DATA ROWS —
────────

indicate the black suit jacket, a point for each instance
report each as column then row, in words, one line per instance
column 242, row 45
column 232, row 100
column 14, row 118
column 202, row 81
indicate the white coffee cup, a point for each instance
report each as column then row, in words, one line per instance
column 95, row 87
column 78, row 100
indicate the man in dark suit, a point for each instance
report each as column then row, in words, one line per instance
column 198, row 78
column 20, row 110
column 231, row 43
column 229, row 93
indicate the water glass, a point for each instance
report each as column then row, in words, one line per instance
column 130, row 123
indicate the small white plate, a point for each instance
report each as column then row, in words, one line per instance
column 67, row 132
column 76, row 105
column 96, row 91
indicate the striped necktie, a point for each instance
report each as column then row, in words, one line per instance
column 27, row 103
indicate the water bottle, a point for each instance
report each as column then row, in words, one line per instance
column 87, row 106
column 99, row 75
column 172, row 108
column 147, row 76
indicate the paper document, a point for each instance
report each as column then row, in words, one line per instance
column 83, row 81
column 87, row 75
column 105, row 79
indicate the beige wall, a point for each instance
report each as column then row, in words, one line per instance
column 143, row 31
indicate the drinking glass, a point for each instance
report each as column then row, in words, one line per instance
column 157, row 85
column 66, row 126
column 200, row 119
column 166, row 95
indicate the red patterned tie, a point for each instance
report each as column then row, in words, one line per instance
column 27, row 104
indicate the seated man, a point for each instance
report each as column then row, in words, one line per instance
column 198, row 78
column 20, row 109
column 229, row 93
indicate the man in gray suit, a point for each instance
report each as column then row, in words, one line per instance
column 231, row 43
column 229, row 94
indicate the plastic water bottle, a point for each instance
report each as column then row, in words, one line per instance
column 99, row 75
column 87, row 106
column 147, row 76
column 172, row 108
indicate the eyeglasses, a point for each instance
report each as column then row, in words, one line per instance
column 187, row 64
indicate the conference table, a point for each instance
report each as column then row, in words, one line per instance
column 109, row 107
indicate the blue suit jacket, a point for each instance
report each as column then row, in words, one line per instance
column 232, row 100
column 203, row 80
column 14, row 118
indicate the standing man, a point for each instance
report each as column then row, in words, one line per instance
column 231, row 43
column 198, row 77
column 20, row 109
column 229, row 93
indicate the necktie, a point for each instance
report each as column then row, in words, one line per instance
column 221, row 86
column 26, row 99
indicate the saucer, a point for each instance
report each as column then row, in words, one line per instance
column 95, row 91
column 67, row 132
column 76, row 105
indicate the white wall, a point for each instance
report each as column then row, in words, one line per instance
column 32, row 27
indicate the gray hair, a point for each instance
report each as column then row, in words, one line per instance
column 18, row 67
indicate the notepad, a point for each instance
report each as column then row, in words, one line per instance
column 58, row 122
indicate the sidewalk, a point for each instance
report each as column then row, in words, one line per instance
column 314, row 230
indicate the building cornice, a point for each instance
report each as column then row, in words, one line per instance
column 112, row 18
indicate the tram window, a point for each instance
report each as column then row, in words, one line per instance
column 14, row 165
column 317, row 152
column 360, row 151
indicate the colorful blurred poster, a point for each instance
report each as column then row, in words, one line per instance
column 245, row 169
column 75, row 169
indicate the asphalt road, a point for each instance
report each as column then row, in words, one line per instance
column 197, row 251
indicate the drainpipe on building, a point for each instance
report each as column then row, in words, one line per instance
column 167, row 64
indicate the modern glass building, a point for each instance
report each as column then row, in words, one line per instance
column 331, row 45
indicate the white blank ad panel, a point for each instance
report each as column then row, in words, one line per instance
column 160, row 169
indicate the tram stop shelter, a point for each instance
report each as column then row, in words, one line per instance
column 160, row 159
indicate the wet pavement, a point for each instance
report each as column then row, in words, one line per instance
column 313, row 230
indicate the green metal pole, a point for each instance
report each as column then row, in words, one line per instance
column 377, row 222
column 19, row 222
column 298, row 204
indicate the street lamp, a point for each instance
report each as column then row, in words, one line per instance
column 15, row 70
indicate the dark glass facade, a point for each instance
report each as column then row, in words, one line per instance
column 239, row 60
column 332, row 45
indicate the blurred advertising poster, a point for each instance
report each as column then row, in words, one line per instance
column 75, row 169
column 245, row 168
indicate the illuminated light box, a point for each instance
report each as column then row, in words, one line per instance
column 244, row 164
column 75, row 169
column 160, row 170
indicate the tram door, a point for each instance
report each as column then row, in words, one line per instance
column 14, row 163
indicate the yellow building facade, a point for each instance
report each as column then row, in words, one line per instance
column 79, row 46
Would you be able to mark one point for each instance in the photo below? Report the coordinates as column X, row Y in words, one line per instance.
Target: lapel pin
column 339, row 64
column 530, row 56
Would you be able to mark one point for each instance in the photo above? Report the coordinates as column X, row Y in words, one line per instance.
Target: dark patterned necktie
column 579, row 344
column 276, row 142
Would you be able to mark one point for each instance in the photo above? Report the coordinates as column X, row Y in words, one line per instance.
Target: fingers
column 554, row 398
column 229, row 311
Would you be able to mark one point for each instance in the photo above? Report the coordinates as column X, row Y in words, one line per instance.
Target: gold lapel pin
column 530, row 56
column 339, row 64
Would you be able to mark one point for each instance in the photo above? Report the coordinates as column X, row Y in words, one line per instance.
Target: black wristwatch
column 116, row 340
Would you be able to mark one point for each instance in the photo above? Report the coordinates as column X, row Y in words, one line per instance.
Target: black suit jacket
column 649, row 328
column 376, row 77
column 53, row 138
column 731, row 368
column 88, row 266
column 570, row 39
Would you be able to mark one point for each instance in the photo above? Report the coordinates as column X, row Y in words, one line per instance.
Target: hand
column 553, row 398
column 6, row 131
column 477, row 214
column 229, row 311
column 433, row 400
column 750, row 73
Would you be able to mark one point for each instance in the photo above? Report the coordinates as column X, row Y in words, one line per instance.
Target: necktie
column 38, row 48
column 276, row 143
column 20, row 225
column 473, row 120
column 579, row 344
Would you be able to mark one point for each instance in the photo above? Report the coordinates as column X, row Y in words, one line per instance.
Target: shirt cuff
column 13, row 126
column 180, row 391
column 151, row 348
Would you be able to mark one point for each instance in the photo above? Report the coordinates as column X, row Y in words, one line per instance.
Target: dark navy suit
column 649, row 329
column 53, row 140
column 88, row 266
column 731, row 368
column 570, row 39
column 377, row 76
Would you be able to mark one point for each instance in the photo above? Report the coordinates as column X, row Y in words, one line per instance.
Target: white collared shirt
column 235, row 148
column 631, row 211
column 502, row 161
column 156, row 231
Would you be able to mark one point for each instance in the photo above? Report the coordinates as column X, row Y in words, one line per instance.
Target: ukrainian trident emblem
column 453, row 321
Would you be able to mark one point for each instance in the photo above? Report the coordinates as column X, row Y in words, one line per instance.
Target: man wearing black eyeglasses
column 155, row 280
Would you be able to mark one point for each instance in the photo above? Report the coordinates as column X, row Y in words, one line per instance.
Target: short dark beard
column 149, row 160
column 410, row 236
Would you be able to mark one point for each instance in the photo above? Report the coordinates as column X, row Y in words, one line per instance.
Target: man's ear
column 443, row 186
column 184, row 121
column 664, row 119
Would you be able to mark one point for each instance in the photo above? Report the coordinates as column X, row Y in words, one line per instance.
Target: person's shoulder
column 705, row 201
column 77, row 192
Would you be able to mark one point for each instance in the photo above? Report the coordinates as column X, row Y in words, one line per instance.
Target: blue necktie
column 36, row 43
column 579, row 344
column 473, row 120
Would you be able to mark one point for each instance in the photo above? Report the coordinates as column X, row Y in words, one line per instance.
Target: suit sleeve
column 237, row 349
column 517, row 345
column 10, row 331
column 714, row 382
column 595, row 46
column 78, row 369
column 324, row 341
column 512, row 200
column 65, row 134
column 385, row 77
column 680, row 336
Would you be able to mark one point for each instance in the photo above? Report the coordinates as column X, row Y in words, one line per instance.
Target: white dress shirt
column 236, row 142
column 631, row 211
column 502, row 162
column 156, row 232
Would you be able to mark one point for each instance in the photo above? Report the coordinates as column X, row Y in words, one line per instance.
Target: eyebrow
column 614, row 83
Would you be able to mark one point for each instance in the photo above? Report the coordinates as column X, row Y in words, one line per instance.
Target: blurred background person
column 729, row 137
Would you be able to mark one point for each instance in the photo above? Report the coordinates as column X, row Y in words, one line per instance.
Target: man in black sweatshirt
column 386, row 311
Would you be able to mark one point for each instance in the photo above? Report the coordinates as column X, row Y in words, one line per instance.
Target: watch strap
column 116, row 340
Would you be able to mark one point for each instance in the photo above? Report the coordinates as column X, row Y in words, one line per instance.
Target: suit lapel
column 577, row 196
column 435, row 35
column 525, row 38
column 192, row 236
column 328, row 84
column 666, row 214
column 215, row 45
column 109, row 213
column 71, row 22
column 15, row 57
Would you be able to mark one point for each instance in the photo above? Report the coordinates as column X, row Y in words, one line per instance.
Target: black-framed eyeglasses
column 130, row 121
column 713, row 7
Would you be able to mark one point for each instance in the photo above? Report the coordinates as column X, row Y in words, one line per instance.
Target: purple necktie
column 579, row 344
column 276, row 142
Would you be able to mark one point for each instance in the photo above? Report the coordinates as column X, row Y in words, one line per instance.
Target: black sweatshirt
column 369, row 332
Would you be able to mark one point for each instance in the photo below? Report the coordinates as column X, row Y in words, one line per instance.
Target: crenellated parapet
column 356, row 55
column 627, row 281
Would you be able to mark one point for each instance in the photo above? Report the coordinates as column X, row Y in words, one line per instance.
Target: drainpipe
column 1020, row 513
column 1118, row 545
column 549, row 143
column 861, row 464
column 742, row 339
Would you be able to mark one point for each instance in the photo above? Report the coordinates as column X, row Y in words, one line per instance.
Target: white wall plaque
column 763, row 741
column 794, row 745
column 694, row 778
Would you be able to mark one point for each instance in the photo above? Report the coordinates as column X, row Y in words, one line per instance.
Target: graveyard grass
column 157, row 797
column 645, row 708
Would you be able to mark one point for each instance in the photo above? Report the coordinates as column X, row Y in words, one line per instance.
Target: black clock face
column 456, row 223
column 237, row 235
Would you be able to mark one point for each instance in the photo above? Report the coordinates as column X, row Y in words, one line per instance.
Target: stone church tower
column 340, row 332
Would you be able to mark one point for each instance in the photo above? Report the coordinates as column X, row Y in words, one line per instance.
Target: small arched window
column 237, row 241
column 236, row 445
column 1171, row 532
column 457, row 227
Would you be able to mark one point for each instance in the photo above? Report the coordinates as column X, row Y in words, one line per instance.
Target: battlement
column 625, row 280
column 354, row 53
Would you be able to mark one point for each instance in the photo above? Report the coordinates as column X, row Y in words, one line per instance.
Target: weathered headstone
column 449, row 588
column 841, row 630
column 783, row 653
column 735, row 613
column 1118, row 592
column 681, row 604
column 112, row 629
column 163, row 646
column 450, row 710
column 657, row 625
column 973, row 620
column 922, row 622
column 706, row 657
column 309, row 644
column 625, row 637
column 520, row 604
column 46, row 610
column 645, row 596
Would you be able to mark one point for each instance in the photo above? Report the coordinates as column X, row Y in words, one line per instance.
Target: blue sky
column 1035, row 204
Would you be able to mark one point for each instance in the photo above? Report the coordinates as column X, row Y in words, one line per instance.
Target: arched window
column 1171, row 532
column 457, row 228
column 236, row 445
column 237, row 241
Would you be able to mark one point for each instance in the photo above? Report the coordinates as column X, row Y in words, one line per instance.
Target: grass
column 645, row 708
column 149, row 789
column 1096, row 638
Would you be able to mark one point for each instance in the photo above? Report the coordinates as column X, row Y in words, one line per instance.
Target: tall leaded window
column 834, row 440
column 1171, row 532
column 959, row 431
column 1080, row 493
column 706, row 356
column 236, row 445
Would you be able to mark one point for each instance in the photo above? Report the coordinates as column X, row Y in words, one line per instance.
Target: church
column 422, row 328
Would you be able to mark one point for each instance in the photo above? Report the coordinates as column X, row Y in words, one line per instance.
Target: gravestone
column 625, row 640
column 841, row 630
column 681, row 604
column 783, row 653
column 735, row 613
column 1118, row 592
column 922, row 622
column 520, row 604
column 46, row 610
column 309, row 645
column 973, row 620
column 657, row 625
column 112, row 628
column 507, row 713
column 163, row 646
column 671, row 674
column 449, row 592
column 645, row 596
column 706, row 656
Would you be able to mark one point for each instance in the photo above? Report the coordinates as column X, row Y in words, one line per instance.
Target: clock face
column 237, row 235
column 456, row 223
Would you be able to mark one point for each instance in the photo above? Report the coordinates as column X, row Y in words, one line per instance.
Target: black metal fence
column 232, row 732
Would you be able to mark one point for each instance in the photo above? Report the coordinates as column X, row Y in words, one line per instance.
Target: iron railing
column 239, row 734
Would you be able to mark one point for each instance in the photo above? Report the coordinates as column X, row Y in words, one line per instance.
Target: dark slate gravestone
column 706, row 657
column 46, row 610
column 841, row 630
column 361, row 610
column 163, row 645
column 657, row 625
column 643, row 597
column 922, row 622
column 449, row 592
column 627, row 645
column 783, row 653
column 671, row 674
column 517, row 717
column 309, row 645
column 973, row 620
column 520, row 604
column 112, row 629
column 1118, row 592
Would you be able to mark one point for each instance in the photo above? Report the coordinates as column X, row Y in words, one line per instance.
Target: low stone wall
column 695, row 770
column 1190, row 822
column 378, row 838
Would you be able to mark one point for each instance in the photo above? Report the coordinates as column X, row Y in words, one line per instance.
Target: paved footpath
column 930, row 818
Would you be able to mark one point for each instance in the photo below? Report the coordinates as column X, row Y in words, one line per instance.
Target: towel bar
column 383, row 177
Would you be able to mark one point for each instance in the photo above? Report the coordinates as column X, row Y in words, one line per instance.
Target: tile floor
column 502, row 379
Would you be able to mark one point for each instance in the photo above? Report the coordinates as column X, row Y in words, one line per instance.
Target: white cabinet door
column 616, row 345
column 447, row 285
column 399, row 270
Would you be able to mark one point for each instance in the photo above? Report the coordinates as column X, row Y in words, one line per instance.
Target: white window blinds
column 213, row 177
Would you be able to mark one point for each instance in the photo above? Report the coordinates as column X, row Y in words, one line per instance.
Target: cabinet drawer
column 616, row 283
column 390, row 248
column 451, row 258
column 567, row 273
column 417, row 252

────────

YOUR GOAL —
Copy the entries verbatim, starting at the line that contains "indicate the wet" and ending after the line that contains "column 332, row 45".

RESPONSE —
indicate the wet pavement, a point for each instance
report each as column then row, in words, one line per instance
column 313, row 230
indicate the green metal pole, a point for each instance
report each as column then row, in words, one line per instance
column 377, row 222
column 19, row 222
column 298, row 204
indicate the street lamp, a point for each instance
report each as column then row, in words, one line per instance
column 15, row 70
indicate the dark glass facade, a point for each instance
report each as column then row, in words, one line per instance
column 239, row 60
column 332, row 45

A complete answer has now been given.